The Fact Sheet # 79D from the U.S. Department of Labor gives more details about what counts as "hours worked" for domestic services under the FLSA.

The general rule is that all time during the shift counts, whether the employee is busy or not:

Generally, when an employee is “on duty” (that is they must be in the home and prepared to provide services when required), they are working.

The only exception is that time spent sleeping may be deducted under certain circumstances:

In some circumstances, an employer may exclude up to eight hours an employee spends sleeping at the worksite from the time for which an employee must be paid.

The rules are different, depending on whether the employee permanently resides at the place of work ("Live-in employee), has shifts of >=24 hours or shifts of <24 hours.

**Provided records**
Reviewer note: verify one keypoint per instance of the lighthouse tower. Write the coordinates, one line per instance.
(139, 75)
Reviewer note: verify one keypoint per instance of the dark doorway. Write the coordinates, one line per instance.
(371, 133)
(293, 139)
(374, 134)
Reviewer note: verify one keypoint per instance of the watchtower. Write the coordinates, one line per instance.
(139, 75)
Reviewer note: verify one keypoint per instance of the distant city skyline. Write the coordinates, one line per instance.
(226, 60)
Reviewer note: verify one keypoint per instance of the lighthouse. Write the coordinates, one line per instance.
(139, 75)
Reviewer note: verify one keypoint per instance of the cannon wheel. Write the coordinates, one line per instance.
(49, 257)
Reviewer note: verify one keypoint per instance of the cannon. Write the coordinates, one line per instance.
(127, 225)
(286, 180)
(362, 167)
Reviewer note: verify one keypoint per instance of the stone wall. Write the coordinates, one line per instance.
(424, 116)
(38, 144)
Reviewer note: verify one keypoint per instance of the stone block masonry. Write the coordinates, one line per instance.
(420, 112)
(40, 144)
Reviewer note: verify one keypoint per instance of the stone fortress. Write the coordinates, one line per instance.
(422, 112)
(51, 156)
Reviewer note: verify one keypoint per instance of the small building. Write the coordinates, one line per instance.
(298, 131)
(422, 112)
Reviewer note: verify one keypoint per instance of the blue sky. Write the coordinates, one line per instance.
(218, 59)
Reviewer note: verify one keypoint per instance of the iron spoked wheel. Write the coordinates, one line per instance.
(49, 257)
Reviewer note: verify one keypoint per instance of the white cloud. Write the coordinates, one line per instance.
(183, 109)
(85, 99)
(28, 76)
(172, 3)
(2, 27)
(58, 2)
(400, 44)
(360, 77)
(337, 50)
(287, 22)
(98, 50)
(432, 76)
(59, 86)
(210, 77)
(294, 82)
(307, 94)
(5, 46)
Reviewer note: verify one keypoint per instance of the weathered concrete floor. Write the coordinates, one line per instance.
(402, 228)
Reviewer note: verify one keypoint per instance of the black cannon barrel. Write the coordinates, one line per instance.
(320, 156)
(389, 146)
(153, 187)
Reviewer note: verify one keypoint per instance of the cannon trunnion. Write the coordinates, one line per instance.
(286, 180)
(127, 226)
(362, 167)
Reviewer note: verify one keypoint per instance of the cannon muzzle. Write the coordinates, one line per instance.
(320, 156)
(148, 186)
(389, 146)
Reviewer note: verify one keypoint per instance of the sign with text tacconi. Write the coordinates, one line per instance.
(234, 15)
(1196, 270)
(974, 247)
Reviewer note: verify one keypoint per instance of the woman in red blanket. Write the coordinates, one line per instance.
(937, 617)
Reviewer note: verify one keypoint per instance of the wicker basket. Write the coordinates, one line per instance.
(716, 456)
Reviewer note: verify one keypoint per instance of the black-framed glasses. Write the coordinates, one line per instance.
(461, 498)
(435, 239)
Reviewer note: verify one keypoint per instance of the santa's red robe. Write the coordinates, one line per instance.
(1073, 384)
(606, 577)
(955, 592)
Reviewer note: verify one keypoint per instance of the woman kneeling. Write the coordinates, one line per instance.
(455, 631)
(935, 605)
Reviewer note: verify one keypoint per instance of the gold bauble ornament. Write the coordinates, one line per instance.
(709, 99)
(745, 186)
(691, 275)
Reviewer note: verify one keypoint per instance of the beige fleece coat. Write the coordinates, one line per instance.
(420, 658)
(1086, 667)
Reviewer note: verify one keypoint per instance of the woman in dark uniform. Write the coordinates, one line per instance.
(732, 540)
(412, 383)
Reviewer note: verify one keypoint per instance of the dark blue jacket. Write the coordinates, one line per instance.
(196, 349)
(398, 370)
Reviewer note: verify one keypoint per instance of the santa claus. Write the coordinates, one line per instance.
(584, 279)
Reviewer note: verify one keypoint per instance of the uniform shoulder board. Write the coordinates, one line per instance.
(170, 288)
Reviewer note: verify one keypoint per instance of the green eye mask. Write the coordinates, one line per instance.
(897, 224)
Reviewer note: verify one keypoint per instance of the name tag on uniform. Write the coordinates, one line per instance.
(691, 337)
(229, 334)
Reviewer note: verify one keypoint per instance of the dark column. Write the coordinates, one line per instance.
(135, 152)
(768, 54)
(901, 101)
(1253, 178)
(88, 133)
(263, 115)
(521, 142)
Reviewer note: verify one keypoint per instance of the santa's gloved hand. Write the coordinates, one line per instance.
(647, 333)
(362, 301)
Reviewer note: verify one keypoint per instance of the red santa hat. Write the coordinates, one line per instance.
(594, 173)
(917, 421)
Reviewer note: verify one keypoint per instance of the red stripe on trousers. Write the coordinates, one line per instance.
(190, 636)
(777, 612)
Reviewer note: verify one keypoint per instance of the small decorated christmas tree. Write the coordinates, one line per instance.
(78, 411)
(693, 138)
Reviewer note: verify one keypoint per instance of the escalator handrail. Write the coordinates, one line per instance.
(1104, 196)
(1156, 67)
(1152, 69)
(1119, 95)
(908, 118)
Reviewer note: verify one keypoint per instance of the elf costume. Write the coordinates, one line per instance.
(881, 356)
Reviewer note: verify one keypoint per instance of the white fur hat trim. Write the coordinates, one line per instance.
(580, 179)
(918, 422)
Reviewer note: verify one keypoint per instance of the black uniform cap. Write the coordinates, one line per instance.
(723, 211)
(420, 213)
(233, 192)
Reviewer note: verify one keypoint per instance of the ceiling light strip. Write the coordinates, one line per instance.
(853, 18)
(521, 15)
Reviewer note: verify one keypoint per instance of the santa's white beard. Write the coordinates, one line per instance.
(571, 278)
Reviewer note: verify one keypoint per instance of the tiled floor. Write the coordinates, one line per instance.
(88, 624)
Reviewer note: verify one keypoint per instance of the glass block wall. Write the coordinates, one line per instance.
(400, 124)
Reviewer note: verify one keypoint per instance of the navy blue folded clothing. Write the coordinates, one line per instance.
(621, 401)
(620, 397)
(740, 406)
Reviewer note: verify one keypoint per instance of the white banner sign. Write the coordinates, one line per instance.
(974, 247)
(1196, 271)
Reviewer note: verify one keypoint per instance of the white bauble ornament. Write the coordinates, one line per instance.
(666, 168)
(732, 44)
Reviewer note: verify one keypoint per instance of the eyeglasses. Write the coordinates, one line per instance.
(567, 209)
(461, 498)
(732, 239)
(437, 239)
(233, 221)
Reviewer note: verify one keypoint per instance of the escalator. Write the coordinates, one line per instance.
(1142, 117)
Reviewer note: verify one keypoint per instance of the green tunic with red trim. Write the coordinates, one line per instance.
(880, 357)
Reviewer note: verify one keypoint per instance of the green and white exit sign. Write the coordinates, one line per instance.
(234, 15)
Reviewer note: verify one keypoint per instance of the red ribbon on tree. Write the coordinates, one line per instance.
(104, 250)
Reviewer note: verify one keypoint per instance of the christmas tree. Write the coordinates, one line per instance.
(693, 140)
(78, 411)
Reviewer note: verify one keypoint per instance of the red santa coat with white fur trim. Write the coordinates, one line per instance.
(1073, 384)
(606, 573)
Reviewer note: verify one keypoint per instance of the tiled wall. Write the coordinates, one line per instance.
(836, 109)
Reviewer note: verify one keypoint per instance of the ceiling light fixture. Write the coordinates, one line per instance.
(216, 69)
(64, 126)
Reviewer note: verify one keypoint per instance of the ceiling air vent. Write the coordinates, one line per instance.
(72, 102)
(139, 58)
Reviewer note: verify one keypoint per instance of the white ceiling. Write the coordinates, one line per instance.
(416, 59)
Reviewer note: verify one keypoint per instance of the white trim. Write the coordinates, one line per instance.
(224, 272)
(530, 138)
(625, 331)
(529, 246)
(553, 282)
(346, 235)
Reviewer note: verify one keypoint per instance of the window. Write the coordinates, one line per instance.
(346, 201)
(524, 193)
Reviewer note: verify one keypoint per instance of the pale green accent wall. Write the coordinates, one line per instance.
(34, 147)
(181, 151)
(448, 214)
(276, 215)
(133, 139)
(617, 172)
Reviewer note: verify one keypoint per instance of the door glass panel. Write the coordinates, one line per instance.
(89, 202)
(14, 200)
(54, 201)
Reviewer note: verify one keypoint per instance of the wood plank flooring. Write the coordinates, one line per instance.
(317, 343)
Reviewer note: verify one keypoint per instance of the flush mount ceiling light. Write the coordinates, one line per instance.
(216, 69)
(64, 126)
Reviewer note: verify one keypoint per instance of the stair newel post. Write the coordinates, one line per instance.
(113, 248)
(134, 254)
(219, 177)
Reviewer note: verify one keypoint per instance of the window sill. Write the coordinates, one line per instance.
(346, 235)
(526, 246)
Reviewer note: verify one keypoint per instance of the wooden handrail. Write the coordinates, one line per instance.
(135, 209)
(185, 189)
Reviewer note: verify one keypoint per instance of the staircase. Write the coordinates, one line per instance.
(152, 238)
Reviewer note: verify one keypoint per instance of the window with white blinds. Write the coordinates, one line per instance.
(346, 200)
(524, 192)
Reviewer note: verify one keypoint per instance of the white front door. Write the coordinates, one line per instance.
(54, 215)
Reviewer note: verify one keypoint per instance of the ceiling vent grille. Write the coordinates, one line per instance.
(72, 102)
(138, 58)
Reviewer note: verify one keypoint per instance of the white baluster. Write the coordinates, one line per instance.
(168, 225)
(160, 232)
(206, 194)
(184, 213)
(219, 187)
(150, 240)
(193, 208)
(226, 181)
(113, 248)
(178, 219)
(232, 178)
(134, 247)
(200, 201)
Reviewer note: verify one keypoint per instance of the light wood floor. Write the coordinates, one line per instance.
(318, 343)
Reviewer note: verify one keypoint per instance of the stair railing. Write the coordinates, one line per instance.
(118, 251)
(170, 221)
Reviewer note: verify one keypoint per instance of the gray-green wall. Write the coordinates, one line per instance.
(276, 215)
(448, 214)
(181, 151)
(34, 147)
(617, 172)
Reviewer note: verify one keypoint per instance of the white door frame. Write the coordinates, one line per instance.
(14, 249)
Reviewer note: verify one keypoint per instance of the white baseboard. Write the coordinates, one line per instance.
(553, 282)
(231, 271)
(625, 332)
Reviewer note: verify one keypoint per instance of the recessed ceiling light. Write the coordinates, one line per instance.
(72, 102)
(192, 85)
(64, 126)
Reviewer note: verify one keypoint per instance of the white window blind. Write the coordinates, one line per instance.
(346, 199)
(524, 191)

**What is being asked**
Extend the passage on counting paid hours for domestic workers under the FLSA, starting after its final sentence.

**Answer to the problem**
In your case the shift is >=24 hours, so the rule is (see page three of the document): Up to eight hours of sleep time may be excluded from hours worked, provided that:

  • sleeping facilities are available
  • the employee can usually sleep at least five hours without disturbance
  • the employee agrees to exclude sleep time

Even then, interruptions of sleep for work must be paid, and if the employee get <5 hours sleep during a given shift, no exclusion is possible.


So in summary:

  • For calculating hourly wage and overtime pay, the employer must count at least 16 hours for each 24 hour shift, and more if the employee cannot sleep for eight hours during the shift.

  • It probably does not matter that the employer calls it "12 hours worked", but your mother is entitled to at least "minium wage x 16" for each shift worked, and is entitled to overtime pay (at least 1.5 times minimum wage) if she works more than two shifts per week.

  • If the shift is ever reduced to less than 24 hours, even sleep time may not be excluded.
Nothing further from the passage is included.